((
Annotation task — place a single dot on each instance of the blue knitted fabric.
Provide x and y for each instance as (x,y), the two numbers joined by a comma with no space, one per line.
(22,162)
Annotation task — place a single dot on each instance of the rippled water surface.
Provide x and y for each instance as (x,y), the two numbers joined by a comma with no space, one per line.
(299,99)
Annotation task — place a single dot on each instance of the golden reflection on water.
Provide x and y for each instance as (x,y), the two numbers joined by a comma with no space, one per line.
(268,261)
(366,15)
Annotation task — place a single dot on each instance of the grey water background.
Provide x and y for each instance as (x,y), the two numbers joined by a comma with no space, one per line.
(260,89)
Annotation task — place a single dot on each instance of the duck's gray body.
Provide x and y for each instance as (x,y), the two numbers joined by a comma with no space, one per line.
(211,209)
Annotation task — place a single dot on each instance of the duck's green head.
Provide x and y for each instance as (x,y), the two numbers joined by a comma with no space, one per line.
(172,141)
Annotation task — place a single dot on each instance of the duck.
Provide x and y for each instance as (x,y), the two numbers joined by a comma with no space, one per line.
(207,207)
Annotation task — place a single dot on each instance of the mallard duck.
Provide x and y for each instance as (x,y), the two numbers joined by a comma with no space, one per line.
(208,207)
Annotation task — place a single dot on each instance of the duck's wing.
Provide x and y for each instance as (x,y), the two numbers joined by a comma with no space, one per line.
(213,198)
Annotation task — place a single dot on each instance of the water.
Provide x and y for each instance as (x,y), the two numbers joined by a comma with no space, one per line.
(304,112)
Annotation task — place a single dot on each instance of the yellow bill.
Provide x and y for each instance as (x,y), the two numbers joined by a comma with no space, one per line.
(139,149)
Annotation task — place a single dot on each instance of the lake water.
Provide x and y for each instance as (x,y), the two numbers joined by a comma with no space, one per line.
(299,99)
))
• [Task]: Please write out exactly the lines from the start of the data through the line that contains "reflection on water.", both ends included, and nothing else.

• [Reply]:
Annotation task — place a single dot on each instance of the blue knitted fabric.
Provide x and y for each instance as (x,y), the two numbers joined by a comma with no space, one per line.
(22,162)
Annotation task — place a single dot on each instance of the rippled water surface.
Provide x and y for each instance as (x,y), the two numbers joined by a comma with no space, one per line.
(299,99)
Annotation task — place a single dot on each instance of the golden reflection on water.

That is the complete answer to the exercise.